#### Dataset entries

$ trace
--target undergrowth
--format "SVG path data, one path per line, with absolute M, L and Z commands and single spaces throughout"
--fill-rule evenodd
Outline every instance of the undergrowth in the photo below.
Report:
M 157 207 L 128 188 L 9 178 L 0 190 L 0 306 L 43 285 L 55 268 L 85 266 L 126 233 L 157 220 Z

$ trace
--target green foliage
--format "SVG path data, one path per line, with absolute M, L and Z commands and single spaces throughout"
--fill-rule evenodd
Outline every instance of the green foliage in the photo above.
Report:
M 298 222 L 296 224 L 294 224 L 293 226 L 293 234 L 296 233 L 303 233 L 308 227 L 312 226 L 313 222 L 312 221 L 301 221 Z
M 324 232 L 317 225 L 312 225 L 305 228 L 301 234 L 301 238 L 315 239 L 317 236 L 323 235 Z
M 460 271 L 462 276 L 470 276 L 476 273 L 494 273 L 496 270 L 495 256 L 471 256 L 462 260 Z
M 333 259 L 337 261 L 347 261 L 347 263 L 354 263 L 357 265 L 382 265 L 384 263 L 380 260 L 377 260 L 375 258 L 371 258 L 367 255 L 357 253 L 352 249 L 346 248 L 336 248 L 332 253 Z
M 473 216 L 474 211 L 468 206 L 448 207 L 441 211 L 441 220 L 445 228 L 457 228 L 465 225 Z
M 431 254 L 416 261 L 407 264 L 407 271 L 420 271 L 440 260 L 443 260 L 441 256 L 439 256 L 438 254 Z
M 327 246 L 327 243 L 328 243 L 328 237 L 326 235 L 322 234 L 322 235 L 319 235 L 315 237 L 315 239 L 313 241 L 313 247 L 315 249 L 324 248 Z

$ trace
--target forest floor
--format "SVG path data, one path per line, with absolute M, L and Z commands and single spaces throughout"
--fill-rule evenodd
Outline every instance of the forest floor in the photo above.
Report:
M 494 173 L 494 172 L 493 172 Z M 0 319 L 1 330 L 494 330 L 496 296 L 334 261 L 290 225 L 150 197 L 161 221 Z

########

• _Set problem_: Quote all of the records above verbatim, every line from first to last.

• _Expected output_:
$ trace
--target undergrowth
--format "SVG path data, one path per line, with absolute M, L and Z commands and single spaces throughout"
--fill-rule evenodd
Outline every instance of the undergrowth in the photo below.
Report:
M 157 207 L 128 188 L 9 178 L 0 190 L 0 306 L 43 285 L 55 268 L 85 266 L 126 233 L 157 220 Z

$ trace
--target green foliage
--format "SVG path data, one path per line, with absolute M, L and Z commands and single spaces throughout"
--fill-rule evenodd
Outline every instance of the green foliage in the photo above.
Report:
M 298 222 L 296 224 L 294 224 L 293 226 L 293 234 L 296 233 L 303 233 L 308 227 L 312 226 L 313 222 L 312 221 L 301 221 Z
M 324 232 L 317 225 L 312 225 L 305 228 L 301 234 L 301 238 L 315 239 L 317 236 L 323 235 Z
M 460 271 L 462 276 L 470 276 L 476 273 L 494 273 L 496 270 L 495 256 L 471 256 L 462 260 Z
M 333 259 L 337 261 L 347 261 L 347 263 L 354 263 L 357 265 L 382 265 L 384 263 L 380 260 L 377 260 L 375 258 L 371 258 L 367 255 L 357 253 L 352 249 L 346 248 L 336 248 L 332 253 Z
M 473 216 L 474 211 L 468 206 L 448 207 L 441 211 L 441 220 L 445 228 L 457 228 L 465 225 Z
M 431 254 L 416 261 L 407 264 L 407 271 L 420 271 L 440 260 L 443 260 L 441 256 L 439 256 L 438 254 Z
M 327 246 L 327 243 L 328 243 L 328 237 L 326 235 L 322 234 L 322 235 L 319 235 L 315 237 L 315 239 L 313 241 L 313 247 L 315 249 L 324 248 Z

$ trace
--target forest floor
--format "SVG path data, one path per line, with absolute M, L and Z commands and single spaces throughout"
--fill-rule evenodd
Outline every instance of the forest floor in the photo above.
Report:
M 494 173 L 494 172 L 493 172 Z M 0 319 L 1 330 L 494 330 L 496 296 L 334 261 L 290 225 L 150 197 L 161 221 Z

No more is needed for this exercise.